Monday, 24 September 2012

New gull for the patch

Juvenile Sabine's Gull over the Thames at Rainham today - my 14th larid species on the patch.
OK, I know - these are possibly the worst photos ever taken of a Sabine's Gull in Britain. But I will publish anyway and be damned, because this was a much-wanted bird for my patch at Rainham Marshes, Greater London. In fact, as well as being my first Sabine's in the capital for 24 years, it was also my 195th species at Rainham, and no less than the 14th gull species I've recorded there. It was the pelagic prize we'd all hoped for on a day-long river watch yesterday during rain and strong easterlies, only to leave disappointed; then today, with continued blustery weather on the Thames, this bird was found by Kev Jarvis from the south shore and picked up by Andy Tweed, Dave Smith and Howard Vaughan from the visitor centre at Rainham RSPB. A cracking gull, and one of nine larid species I logged today (2 Caspians, 33 Yellow-leggeds and a first-winter Mediterranean being the other noteworthy gulls), along with 14 Common Scoter.

The bird must have been the best part of half a mile away when I photographed it, favouring the south side of the river.

Thursday, 20 September 2012

Short fall

Juvenile Short-billed Dowitcher at Lodmoor RSPB, Dorset, today - Britain's second individual.

DATA EXTRACT =>
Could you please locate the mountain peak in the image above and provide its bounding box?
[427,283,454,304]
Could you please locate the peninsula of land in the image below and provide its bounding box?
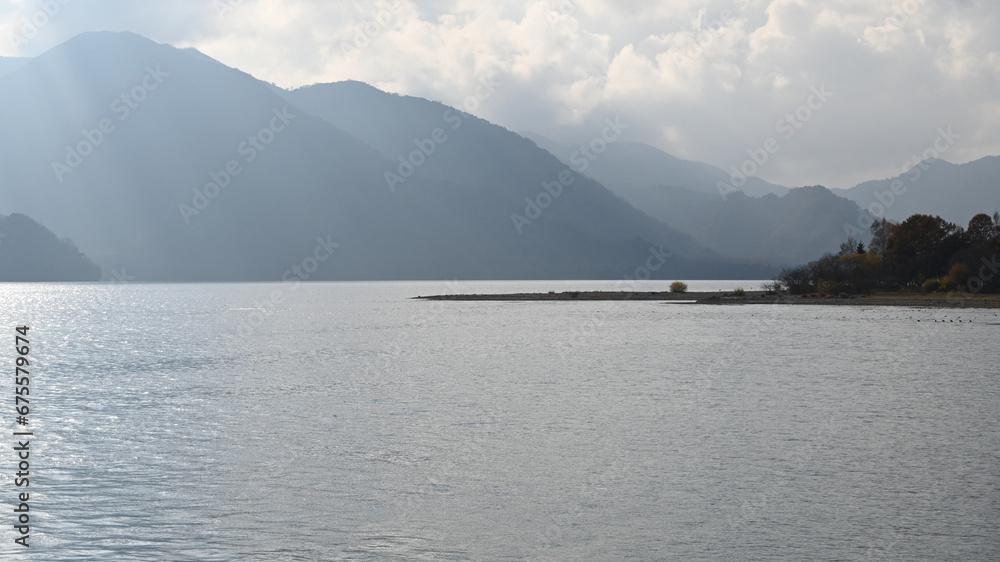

TASKS TO COMPLETE =>
A. Answer these from the birding blog:
(i) Which species number at Rainham was the Sabine's Gull?
(ii) Roughly how far away was the gull when it was photographed?
(iii) Where was the juvenile Short-billed Dowitcher seen?
B. Quote the stretch of the birding blog from "The bird must" through "Britain's second individual.".

ANSWERS FOR THIS EXERCISE =>
A.
(i) The 195th
(ii) The best part of half a mile
(iii) Lodmoor RSPB, Dorset

B.
The bird must have been the best part of half a mile away when I photographed it, favouring the south side of the river.

Thursday, 20 September 2012

Short fall

Juvenile Short-billed Dowitcher at Lodmoor RSPB, Dorset, today - Britain's second individual.